PASSAGE TO READ:
Text analytics is one of the more arcane but useful technologies under the big content management tent. According to Hurwitz and Associates, text analytics is "the process of analyzing unstructured text, extracting relevant information and then transforming that information into structured information that can be leveraged in different ways."
Fern Halper, partner at Hurwitz, says, "You’re analyzing unstructured text and extracting the relevant entities, concepts, sentiment, etc., and then utilizing it in ways you want to, like marrying it with structured information from data warehouses or other data stores."
Text analytics enables search engines to provide more accurate results as well as improved results ranking and results presentation. The phrase "that can be leveraged in different ways" puts the meat on the bones of the text analytics definition. It points to the different text analytics applications without descriptions of which text analytics can be a difficult to comprehend.
The most popular text analytics application is wedding text analytics with business intelligence (BI) applications. The text analytics tools pull entities, concepts and even sentiment out of unstructured information and combine that with structured information, put both in a data store and run BI queries on them. Halper says that certain companies are planning to use a similar strategy in conjunction with their content management systems. "So if it’s claims, call center notes, e-mails, etc.," Halper says, "companies are using text analytics to help derive insight into what’s actually in those content management systems."
Voice of the customer
According to Seth Grimes, president of the consulting firm Alta Plana, an application known as "voice of the customer" is growing in popularity.
"Organizations have been trying for years to figure out what their customers think," he says, "but they’ve been doing it indirectly by examining transactional data—what’s being sold, what’s being returned, what has warranty claims. With text analytics, they can actually listen to the customers the way they are really talking by going out to blogs, product forums and other places where customers discuss products—product problems and what they like."
Grimes continues, "What’s more, customers communicating in blogs and the like type in natural language. They’re not filling out a survey [which would yield structured information] when they’re posting something to a forum or blog; they’re typing the way they’d talk to someone else [which yields unstructured information]."
Voice of the customer is also applicable to unstructured information that results from call center conversations. "So someone calls into a contact center and has an issue with a product—you can analyze the notes that the contact center person has taken to really understand what people are saying about brands, products and features," says Grimes.
Sentiment analysis is another key application in text analytics. Grimes explains, "The idea here is that you need software that can discern, for example, what an article about presidential candidates is talking about, and that does not mean just Barack Obama and John McCain, the names in the article. [That would be entity extraction—locating people, places and things in the text—another capability of text analysis.] Rather the software can automate the process of understanding what’s being said about each man. In other words, is it positive or is it negative? The application can also go down to a more granular level and explain each man’s Iraq plan from original documents from which the data was pulled."

MATERIAL PROVIDED:
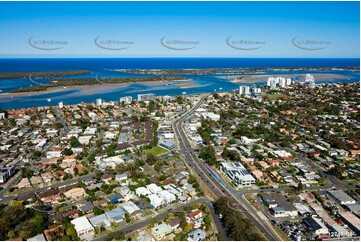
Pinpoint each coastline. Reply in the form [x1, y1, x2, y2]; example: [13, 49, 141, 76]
[0, 80, 201, 98]
[223, 73, 349, 83]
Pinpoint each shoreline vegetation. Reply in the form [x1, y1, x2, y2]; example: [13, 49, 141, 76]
[0, 70, 91, 79]
[226, 72, 349, 83]
[109, 66, 360, 75]
[9, 76, 184, 93]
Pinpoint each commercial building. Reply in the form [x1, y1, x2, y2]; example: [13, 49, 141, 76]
[238, 86, 251, 95]
[303, 216, 329, 235]
[220, 162, 256, 186]
[328, 190, 356, 205]
[119, 96, 133, 105]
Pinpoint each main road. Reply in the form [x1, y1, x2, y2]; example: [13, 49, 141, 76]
[173, 96, 282, 241]
[93, 198, 222, 241]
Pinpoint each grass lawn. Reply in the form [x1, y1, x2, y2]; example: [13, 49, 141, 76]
[262, 93, 288, 99]
[142, 209, 153, 217]
[144, 146, 168, 155]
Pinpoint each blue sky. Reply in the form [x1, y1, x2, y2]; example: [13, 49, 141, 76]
[0, 2, 360, 58]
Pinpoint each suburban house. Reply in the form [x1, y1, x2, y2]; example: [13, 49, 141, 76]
[70, 216, 94, 240]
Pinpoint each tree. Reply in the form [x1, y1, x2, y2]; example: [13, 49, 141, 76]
[198, 145, 217, 165]
[93, 207, 104, 216]
[66, 224, 78, 241]
[69, 136, 81, 147]
[297, 182, 303, 192]
[204, 215, 212, 224]
[2, 200, 29, 228]
[146, 153, 157, 166]
[183, 223, 192, 233]
[63, 149, 73, 155]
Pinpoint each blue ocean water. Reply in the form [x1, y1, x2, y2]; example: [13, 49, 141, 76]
[0, 58, 360, 72]
[0, 58, 360, 109]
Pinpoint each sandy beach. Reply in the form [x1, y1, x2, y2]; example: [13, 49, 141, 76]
[0, 81, 172, 98]
[224, 73, 349, 83]
[167, 79, 200, 89]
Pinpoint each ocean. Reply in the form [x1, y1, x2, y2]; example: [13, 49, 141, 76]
[0, 58, 360, 109]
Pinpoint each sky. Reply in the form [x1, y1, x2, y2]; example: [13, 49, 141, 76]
[0, 1, 360, 58]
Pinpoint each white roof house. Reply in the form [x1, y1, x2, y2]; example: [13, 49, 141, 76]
[70, 216, 94, 240]
[89, 214, 111, 227]
[135, 187, 152, 196]
[147, 183, 163, 194]
[157, 190, 176, 203]
[221, 162, 256, 186]
[148, 194, 164, 208]
[120, 201, 140, 215]
[164, 184, 182, 195]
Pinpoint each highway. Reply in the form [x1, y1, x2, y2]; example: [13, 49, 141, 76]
[93, 198, 223, 241]
[173, 96, 282, 241]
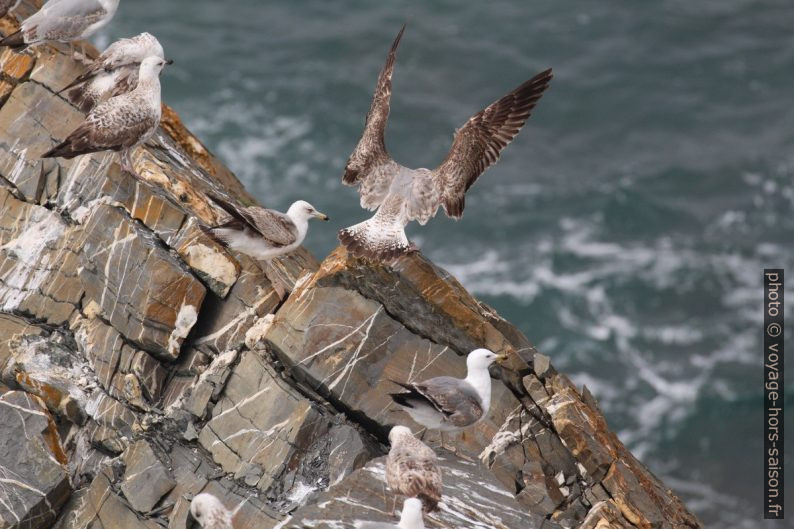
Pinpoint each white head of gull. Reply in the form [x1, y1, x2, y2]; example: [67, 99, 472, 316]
[185, 492, 233, 529]
[355, 498, 425, 529]
[391, 349, 507, 432]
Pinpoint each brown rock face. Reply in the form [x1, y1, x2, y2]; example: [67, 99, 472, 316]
[0, 391, 71, 528]
[0, 1, 700, 529]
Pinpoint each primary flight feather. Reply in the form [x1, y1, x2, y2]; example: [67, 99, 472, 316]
[339, 26, 552, 260]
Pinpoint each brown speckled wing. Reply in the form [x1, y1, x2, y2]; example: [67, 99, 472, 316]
[342, 26, 405, 195]
[386, 437, 442, 512]
[434, 69, 552, 218]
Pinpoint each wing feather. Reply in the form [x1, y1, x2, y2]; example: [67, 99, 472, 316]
[208, 195, 297, 248]
[22, 0, 108, 43]
[398, 377, 483, 427]
[342, 26, 405, 190]
[434, 69, 552, 218]
[42, 95, 160, 158]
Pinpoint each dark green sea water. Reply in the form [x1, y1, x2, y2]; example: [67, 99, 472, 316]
[96, 0, 794, 529]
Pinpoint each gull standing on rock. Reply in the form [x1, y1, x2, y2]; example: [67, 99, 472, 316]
[204, 195, 329, 261]
[0, 0, 119, 55]
[386, 426, 441, 512]
[0, 0, 22, 17]
[355, 498, 425, 529]
[391, 349, 507, 446]
[339, 26, 552, 260]
[185, 492, 234, 529]
[42, 57, 171, 176]
[59, 33, 165, 112]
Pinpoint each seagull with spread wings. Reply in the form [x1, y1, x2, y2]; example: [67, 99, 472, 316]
[42, 57, 171, 176]
[58, 33, 165, 112]
[0, 0, 22, 17]
[339, 26, 552, 260]
[204, 195, 328, 261]
[0, 0, 119, 53]
[386, 426, 441, 512]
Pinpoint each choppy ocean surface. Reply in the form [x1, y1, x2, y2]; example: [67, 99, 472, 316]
[95, 0, 794, 529]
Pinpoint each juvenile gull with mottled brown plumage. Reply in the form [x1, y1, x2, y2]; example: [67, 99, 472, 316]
[0, 0, 119, 47]
[59, 33, 165, 112]
[339, 26, 552, 260]
[185, 492, 234, 529]
[386, 426, 441, 512]
[42, 57, 170, 176]
[0, 0, 22, 17]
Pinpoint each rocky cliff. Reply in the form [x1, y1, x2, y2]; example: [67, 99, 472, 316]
[0, 2, 701, 529]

EXERCISE REQUIREMENTS:
• 1. In the article on text analytics, who is identified as the president of the consulting firm Alta Plana?
• 2. Quote the article on text analytics word for word, starting at the words "Fern Halper, partner" and ending after the words "difficult to comprehend.".

ANSWERS FOR THE EXERCISE:
• 1. Seth Grimes

• 2.
Fern Halper, partner at Hurwitz, says, "You’re analyzing unstructured text and extracting the relevant entities, concepts, sentiment, etc., and then utilizing it in ways you want to, like marrying it with structured information from data warehouses or other data stores."
Text analytics enables search engines to provide more accurate results as well as improved results ranking and results presentation. The phrase "that can be leveraged in different ways" puts the meat on the bones of the text analytics definition. It points to the different text analytics applications without descriptions of which text analytics can be a difficult to comprehend.